### [Provided passage]
____

This is my wheat demonstration site near St Austell, Cornwall. The area is known as an arable area with potatoes, wheat, barley, maize and brassicas being commercially grown.

This year has seen very dry conditions early in February through to June, along with hot temperatures in March and cool temperatures and high wind speeds in May that has made spraying very difficult. Yellow rust was well established early on, with Oakley and Robigus particularly affected in fields in the area.

Septoria has rapidly established in June with the cool wet conditions that have prevailed, greatfully breaking the drought, but placing drought stressed plants under greater stress from disease What is very interesting is the way in which plants have responded to this in the untreated plot areas. Given that the treated areas have had a full fungicide spray control program of T0, T1, T2 and T3, it is gratifying to see that this has worked well with most varieties. The untreated areas however have really tested the varieties with some hardly having any green leaf area on leaf 2 and flagleaf at all.

____

### [Task list]
a: Answer these questions about the wheat demonstration text:
(i) Near which town is the demonstration site?
(ii) Which two varieties were particularly affected by yellow rust in the area?
(iii) What fungicide spray program did the treated areas receive?
b: Retype part of the wheat demonstration text word for word. Begin at the words "Septoria has rapidly" and stop after "flagleaf at all.".
c: Can you extend the text about the wheat demonstration site, starting after its final sentence?

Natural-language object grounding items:
____

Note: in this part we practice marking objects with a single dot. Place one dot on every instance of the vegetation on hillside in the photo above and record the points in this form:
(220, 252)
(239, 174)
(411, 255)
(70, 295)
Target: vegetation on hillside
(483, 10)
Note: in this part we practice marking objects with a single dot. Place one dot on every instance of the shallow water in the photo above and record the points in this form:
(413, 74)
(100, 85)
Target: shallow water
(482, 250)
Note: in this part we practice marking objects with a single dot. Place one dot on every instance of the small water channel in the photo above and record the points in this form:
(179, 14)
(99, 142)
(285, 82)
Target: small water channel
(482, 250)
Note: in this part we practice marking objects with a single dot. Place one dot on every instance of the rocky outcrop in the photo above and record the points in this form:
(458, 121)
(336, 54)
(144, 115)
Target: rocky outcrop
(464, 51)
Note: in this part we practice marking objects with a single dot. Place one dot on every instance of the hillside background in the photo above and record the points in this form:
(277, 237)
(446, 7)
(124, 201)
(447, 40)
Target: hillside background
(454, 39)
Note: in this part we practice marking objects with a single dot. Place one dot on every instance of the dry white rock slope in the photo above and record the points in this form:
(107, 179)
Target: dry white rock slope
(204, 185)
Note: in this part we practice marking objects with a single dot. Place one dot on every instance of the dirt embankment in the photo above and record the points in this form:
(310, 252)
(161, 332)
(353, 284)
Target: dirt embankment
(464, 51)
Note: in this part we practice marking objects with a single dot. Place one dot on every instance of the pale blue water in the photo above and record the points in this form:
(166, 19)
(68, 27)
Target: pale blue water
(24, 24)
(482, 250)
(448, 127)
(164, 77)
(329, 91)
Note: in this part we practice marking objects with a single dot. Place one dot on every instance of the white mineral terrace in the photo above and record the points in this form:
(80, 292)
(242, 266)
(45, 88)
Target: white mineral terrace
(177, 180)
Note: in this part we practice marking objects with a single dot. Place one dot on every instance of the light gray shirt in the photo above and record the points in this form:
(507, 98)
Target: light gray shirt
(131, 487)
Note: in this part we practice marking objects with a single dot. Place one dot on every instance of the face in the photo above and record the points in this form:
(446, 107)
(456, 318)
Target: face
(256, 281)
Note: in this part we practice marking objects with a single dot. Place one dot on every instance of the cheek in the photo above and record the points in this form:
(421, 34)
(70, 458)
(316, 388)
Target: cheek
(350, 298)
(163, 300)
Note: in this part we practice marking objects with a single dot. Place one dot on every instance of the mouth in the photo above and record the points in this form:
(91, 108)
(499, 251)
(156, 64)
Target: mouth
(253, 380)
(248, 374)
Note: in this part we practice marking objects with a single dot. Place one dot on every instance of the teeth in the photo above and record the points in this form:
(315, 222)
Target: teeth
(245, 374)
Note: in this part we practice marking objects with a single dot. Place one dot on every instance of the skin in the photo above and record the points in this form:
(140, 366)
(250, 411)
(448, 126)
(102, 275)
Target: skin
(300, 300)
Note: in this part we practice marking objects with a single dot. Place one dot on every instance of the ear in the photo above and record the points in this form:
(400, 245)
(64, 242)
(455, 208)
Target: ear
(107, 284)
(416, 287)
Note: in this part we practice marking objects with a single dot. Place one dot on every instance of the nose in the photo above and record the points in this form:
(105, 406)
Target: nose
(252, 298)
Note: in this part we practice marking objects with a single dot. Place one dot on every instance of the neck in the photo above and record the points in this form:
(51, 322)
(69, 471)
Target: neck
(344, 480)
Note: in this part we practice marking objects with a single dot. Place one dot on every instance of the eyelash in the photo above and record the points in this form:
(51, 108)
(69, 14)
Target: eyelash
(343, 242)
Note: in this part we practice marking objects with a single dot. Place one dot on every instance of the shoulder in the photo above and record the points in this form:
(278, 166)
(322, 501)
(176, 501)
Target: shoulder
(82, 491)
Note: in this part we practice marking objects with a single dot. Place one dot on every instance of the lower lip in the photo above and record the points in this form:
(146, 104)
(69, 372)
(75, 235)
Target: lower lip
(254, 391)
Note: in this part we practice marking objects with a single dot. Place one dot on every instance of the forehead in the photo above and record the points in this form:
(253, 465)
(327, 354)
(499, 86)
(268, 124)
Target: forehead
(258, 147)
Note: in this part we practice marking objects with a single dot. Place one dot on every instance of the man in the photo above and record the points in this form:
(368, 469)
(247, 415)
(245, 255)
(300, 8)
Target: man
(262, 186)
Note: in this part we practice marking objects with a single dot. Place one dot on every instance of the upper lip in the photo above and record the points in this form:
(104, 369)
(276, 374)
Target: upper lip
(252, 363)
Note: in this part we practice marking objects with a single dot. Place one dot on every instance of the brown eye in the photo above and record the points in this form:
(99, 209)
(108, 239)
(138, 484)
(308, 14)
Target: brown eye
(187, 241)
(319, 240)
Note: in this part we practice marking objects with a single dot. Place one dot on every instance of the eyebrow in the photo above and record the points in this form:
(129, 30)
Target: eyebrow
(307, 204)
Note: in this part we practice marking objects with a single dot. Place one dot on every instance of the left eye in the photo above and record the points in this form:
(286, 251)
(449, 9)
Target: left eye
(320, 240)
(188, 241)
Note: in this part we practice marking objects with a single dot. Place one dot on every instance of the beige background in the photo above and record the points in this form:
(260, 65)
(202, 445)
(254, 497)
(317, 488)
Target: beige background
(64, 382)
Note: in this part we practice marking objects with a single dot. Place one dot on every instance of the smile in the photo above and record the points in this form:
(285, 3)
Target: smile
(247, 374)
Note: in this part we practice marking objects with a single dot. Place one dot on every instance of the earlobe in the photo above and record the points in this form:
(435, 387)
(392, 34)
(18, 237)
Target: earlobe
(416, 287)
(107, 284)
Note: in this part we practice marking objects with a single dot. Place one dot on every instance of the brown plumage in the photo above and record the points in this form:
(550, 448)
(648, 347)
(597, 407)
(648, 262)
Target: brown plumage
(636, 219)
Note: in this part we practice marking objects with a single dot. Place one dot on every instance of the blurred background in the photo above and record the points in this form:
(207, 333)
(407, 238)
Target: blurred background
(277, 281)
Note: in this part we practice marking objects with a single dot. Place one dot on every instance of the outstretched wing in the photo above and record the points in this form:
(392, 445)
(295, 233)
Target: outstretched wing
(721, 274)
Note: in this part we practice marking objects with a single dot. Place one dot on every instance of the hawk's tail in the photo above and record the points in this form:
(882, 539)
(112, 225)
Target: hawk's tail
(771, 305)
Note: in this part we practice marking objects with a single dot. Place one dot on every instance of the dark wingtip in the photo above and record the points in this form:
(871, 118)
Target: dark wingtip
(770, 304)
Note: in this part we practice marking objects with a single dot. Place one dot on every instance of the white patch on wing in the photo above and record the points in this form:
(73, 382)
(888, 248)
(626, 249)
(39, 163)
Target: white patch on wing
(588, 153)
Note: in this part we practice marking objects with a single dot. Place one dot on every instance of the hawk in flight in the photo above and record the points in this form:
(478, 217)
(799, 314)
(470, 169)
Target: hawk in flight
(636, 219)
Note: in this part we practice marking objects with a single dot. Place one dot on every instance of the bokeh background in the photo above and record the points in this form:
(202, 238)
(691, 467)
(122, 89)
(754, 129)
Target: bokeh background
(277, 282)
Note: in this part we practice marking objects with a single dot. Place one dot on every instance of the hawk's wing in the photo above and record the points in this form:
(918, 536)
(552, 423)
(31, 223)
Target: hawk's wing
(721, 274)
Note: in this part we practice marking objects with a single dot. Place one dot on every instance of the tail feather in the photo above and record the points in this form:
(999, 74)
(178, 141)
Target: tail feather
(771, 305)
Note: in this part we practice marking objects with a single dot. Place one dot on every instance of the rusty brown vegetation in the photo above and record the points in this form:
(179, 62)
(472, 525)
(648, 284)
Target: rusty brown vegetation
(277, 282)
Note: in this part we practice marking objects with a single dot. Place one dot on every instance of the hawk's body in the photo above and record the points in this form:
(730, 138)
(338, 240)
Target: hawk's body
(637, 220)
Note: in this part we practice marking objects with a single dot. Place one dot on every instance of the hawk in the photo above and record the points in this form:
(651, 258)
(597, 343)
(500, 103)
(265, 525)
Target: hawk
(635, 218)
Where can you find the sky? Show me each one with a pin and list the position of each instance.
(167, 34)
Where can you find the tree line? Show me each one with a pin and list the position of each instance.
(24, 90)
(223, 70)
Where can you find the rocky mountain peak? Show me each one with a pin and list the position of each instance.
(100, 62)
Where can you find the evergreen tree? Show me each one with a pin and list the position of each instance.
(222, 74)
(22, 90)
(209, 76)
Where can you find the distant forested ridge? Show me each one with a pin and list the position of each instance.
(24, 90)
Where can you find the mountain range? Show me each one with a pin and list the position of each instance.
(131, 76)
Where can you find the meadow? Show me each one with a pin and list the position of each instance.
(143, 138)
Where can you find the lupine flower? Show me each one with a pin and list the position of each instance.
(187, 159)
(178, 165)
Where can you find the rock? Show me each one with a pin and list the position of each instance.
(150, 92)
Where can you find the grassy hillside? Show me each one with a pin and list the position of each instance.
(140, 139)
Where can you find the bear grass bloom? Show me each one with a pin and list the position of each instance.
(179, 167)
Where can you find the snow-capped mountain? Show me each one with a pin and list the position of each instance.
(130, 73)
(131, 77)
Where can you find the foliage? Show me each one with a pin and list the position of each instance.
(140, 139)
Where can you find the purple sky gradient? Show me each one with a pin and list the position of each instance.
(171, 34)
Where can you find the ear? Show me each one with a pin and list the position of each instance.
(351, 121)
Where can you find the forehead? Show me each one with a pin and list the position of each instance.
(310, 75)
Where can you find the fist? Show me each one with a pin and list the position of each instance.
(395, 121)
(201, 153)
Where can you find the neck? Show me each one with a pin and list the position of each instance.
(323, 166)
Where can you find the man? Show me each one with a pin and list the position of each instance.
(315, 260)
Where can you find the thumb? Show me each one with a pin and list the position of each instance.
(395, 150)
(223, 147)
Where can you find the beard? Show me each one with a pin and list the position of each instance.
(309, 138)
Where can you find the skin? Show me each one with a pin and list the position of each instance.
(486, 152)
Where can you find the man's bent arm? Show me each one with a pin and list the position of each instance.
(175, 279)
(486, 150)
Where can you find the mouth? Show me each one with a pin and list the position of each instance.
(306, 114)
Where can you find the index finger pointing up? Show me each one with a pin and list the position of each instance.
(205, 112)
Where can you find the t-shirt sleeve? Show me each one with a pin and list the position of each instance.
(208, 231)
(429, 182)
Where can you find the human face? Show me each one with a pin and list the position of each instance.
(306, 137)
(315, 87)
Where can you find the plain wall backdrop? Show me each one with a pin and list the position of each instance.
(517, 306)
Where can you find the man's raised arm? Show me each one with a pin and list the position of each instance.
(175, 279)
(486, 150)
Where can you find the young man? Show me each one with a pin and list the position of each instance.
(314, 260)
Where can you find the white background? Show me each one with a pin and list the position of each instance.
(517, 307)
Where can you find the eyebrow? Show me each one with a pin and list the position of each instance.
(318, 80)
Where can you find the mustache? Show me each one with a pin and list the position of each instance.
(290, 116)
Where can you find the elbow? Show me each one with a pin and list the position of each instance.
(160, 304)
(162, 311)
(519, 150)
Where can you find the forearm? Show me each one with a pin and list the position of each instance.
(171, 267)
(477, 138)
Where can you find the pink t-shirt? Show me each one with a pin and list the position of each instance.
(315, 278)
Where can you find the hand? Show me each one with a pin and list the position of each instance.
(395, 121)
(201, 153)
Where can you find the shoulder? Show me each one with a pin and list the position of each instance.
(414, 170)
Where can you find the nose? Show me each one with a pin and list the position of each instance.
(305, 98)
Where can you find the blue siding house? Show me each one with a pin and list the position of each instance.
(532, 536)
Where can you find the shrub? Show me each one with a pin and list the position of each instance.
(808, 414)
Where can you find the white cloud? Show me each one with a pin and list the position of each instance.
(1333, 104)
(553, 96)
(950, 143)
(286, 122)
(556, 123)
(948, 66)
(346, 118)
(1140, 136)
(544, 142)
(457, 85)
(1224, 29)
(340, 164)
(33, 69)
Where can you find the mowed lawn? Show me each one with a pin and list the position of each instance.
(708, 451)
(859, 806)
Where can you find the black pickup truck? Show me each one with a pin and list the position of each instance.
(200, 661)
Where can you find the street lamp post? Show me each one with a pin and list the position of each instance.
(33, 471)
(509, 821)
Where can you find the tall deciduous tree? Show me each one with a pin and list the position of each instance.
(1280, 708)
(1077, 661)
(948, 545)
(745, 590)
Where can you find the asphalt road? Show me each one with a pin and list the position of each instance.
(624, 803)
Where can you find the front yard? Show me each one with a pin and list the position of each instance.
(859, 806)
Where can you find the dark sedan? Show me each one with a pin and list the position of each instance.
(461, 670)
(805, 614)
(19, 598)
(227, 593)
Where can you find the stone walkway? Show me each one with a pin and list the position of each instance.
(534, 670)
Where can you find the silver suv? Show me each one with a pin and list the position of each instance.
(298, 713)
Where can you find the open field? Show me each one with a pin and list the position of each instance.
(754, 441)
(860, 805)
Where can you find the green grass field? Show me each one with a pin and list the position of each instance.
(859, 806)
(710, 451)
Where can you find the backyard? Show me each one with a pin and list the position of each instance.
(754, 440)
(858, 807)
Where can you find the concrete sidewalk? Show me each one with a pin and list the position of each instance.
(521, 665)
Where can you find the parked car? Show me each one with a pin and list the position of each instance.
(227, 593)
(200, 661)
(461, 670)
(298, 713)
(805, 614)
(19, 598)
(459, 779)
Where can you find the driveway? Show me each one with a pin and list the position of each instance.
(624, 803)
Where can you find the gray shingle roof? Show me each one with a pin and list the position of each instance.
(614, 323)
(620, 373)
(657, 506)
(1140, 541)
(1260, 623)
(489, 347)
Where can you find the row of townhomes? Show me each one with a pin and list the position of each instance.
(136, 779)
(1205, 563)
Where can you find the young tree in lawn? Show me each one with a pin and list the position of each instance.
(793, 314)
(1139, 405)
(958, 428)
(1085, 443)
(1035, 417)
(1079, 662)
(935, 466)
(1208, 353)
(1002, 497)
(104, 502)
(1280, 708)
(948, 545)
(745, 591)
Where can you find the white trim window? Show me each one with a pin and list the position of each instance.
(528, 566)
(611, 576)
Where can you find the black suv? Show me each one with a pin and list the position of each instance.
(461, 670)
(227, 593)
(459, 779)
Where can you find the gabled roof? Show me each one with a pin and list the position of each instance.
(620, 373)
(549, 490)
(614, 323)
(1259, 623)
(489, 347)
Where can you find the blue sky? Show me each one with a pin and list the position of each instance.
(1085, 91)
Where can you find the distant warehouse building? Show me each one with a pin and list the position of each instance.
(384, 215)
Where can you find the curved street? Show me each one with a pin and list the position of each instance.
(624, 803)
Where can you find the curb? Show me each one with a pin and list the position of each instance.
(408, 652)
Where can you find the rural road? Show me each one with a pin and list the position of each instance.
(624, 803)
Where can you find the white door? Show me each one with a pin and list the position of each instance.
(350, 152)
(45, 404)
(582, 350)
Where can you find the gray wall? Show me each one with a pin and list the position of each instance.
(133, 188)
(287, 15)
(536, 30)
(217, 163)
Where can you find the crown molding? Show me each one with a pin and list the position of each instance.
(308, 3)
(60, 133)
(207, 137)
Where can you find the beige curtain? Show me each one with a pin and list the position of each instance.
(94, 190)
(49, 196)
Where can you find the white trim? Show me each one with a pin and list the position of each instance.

____

### [Responses per task]
a:
(i) St Austell, Cornwall
(ii) Oakley and Robigus
(iii) A full program of T0, T1, T2 and T3

b:
Septoria has rapidly established in June with the cool wet conditions that have prevailed, greatfully breaking the drought, but placing drought stressed plants under greater stress from disease What is very interesting is the way in which plants have responded to this in the untreated plot areas. Given that the treated areas have had a full fungicide spray control program of T0, T1, T2 and T3, it is gratifying to see that this has worked well with most varieties. The untreated areas however have really tested the varieties with some hardly having any green leaf area on leaf 2 and flagleaf at all.

c:
Invicta, Gravitas and Stigg are the varieties that are cleanest, with Stigg absolutely stunningly clean with very little sign of any disease in the untreated area. This certainly is an incredible feat when you look at the disease levels in other varieties which are rated 5-7. Stigg offers disease resistance to a level never seen before and as such is 'revolutionary' in the what it brings to the farmers' arsenal. It's not the perfect wheat yet, as it has a low specific weight, however it is perfect for wholecrop, crimping, or any dairy farmer/livestock farmer who grows his own feed to put through his stock. 'Dairy farmers wheat' this variety certainly is with it's ease of growing.